▶ **AUFGABENSTELLUNG**
Geben Sie den Absatz des Seitenauszugs, der mit „Besonders bei der Barrierefreiheit im privaten Bereich“ beginnt, als knappe Stichpunktliste wieder. Alle wesentlichen Aussagen müssen erhalten bleiben.

Wieso Inklusion ein demokratischer Wert ist und wo es noch Handlungsbedarf gibt, erklärt Jürgen Dusel, Behindertenbeauftragter der Bundesregierung. 

Jessica KraußJessica Krauß, 30.11.2023
Jürgen Dusel, Behindertenbeauftragter der Bundesregierung
Jürgen Dusel, Behindertenbeauftragter der Bundesregierung © Behindertenbeauftragter/Thomas Rafalzyk

In Deutschland leben rund 13 Millionen Menschen mit Beeinträchtigung, rund acht Millionen davon sind schwerbehindert. Die Barrierefreiheit in Deutschland ist an vielen Stellen immer noch ausbaufähig. Seit 2018 ist Jürgen Dusel Beauftragter der Bundesregierung für die Belange von Menschen mit Behinderungen. Sein Auftrag ist es, darauf hinzuwirken, dass alle Ministerien der Bundesregierung eine gleichberechtigte Teilhabe von Menschen mit Behinderungen umsetzen - in allen Lebensbereichen.  

Herr Dusel, Ihr Leitmotiv lautet „Demokratie braucht Inklusion“. Welche Idee steckt hinter diesem Motto?
Alle Menschen brauchen umfassende Möglichkeiten der Teilhabe, das gehört zu einer Demokratie dazu. Manchmal hat man den Eindruck, Inklusion ist ein Modewort geworden. Dabei geht es um etwas Demokratisches. Menschen mit Behinderungen sind Bürgerinnen und Bürger dieses Landes und haben die gleichen Rechte wie alle anderen. Wir müssen dafür sorgen, dass alle Menschen diese Rechte auch einlösen können. Für mich ist ein Land erst dann demokratisch, wenn es inklusiv denkt und handelt. Das müssen wir als Wert begreifen, der unsere Demokratie ausmacht.  

Was waren bislang die größten Erfolge Ihrer Arbeit?
Dazu gehört die Verdoppelung der Pauschbeträge im Einkommenssteuerrecht. Das hat gezeigt, dass die Bundesregierung Inklusion nicht nur als Schönwetter-Konzept versteht, sondern wirklich ernst nimmt. Das war ein starkes Zeichen des Respekts an diejenigen, die arbeiten gehen und Einkommenssteuer zahlen. Ich habe außerdem lange dafür gekämpft, dass die Teilhabe am Arbeitsleben verbessert wird. Der Gesetzgeber hat in diesem Jahr die Ausgleichsabgabe für Unternehmen verdoppelt, die trotz Beschäftigungspflicht keine Menschen mit Schwerbehinderung einstellen. Das war auch ein wichtiger Schritt. 

Und wo besteht noch Handlungsbedarf?
Besonders bei der Barrierefreiheit im privaten Bereich muss in Zukunft noch viel getan werden. Wer ins Restaurant, ins Kino gehen möchte und mobil sein will, der muss auch die Möglichkeit dazu haben. Barrierefreiheit ist für mich ein Qualitätsmerkmal für ein modernes Land. Ich bin dafür, auch die privaten Anbieter von Produkten und Dienstleistungen zu verpflichten, zumindest angemessene Vorkehrungen zur Barrierefreiheit zu schaffen. Wir brauchen zum Beispiel auch mehr barrierefreie Arztpraxen in Deutschland. Aktuell sind nur etwa ein Viertel aller Arztpraxen barrierefrei und das muss sich dringend ändern. Das verdeutlicht, dass Inklusion in allen Lebensbereichen unabdingbar ist.

▶ **DATENAUSZÜGE**
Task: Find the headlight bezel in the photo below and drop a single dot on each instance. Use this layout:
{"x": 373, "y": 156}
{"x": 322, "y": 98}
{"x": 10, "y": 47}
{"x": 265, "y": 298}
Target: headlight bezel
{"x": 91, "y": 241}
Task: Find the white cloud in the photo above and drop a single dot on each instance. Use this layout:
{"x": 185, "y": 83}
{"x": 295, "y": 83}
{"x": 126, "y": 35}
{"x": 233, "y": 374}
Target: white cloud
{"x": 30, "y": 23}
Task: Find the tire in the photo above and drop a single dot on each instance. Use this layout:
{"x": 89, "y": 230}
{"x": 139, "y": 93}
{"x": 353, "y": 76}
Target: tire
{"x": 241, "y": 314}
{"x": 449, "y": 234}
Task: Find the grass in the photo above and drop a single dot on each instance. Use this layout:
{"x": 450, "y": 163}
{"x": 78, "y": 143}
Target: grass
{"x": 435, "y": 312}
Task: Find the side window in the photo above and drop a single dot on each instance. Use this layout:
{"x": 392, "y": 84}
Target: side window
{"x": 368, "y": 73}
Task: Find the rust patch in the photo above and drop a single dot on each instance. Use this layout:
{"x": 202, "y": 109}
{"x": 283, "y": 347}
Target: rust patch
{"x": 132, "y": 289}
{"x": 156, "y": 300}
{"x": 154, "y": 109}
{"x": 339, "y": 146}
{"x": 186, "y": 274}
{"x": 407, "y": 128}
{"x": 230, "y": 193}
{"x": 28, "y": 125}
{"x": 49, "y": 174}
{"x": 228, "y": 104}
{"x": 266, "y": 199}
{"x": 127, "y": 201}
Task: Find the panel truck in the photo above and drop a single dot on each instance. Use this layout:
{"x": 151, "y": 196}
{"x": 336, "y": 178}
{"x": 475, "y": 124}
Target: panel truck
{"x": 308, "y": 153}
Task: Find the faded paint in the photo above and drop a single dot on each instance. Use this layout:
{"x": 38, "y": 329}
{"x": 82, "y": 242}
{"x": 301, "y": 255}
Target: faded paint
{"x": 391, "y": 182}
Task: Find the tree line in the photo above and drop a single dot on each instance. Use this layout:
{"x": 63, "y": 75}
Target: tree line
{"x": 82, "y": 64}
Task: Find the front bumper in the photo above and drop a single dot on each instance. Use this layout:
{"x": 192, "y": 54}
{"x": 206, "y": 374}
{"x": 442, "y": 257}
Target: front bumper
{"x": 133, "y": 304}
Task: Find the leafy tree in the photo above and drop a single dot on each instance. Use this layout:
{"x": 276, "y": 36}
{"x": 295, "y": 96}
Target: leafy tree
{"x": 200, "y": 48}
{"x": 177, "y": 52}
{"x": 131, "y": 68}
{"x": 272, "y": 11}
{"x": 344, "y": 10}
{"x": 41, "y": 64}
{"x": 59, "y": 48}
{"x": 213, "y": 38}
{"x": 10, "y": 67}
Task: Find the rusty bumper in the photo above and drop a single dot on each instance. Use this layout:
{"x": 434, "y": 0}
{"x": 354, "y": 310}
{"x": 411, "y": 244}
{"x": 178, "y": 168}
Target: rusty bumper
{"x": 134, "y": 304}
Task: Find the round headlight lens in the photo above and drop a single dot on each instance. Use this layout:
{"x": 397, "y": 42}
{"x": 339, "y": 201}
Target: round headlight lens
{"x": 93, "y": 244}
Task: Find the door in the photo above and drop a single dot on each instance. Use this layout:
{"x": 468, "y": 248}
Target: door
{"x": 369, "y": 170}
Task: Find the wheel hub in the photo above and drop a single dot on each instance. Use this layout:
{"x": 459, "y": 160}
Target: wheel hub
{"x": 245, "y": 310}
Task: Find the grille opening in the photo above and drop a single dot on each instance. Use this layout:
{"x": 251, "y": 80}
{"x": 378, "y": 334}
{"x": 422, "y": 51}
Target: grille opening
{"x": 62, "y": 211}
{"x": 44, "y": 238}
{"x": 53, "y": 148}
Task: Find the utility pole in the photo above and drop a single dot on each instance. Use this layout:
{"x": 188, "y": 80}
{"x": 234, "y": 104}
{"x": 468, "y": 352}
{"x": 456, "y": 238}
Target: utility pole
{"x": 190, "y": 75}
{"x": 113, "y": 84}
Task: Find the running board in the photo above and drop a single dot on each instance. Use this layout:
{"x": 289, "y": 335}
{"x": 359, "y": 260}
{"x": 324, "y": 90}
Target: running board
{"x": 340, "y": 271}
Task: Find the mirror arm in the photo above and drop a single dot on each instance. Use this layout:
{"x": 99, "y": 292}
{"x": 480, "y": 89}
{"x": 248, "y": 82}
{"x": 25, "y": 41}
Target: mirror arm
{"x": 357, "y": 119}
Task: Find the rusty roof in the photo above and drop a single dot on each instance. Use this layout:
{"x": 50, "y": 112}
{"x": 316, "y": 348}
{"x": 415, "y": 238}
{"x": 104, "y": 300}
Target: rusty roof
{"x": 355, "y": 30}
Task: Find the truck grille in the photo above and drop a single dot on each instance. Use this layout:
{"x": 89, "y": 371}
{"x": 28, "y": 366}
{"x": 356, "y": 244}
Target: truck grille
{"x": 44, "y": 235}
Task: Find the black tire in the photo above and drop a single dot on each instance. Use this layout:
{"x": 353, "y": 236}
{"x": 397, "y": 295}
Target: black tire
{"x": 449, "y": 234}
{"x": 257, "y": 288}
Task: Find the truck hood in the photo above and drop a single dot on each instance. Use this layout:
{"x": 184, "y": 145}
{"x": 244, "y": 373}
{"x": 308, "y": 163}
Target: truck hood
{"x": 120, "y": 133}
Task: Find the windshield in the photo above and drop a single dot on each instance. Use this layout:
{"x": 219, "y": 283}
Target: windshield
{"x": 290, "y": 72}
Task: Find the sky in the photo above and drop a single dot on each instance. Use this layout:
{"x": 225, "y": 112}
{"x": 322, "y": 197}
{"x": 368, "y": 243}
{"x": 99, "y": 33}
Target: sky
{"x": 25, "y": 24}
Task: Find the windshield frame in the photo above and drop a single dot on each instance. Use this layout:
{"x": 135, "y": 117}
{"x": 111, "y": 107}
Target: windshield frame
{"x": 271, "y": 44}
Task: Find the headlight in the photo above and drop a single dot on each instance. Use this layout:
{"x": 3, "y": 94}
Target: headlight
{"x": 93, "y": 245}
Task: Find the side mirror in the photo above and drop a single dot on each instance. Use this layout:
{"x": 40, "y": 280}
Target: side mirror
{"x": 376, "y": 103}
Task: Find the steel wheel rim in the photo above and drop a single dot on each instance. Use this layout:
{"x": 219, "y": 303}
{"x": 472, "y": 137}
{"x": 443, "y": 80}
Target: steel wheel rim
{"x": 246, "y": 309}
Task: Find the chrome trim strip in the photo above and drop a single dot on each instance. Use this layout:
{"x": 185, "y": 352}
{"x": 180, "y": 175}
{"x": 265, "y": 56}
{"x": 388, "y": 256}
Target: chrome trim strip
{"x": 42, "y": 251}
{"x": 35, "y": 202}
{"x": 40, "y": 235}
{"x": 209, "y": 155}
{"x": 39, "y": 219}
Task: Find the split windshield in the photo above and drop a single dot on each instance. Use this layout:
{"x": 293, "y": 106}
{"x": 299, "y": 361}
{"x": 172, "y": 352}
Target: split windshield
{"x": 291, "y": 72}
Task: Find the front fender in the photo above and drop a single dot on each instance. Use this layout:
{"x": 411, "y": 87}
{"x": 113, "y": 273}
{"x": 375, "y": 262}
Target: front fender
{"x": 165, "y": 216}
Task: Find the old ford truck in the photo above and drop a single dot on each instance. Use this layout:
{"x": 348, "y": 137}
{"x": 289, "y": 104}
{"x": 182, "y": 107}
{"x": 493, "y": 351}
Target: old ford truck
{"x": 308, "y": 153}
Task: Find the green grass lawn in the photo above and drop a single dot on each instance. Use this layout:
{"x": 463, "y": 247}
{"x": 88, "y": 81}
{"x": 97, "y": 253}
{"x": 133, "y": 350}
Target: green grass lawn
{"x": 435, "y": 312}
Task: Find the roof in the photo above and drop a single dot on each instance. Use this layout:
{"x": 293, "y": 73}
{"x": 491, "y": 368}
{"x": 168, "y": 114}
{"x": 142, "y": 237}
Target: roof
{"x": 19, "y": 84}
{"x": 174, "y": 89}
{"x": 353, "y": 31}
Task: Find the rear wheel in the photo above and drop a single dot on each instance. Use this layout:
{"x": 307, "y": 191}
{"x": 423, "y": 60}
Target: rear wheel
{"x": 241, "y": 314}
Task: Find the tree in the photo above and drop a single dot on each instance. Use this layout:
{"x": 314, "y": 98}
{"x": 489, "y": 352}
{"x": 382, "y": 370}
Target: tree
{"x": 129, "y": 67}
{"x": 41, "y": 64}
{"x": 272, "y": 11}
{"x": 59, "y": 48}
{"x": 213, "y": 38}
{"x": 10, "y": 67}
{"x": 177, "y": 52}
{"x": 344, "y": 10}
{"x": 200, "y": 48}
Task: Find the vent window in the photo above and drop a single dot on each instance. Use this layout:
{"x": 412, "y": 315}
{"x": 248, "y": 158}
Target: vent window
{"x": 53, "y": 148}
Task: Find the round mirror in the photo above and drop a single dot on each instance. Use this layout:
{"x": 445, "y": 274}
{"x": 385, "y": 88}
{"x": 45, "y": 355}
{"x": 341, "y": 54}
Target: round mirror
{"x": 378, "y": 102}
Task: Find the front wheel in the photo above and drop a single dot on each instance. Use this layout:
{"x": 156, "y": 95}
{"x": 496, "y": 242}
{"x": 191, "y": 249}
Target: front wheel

▶ **ERGEBNIS**
- Vor allem bei der Barrierefreiheit im privaten Bereich muss künftig noch viel getan werden.
- Wer ins Restaurant oder ins Kino gehen und mobil sein will, muss die Möglichkeit dazu haben.
- Barrierefreiheit ist für Dusel ein Qualitätsmerkmal eines modernen Landes.
- Er befürwortet, private Anbieter von Produkten und Dienstleistungen zu zumindest angemessenen Vorkehrungen zur Barrierefreiheit zu verpflichten.
- Es braucht mehr barrierefreie Arztpraxen. Derzeit ist nur etwa ein Viertel barrierefrei, was sich dringend ändern muss.
- Inklusion ist in allen Lebensbereichen unabdingbar.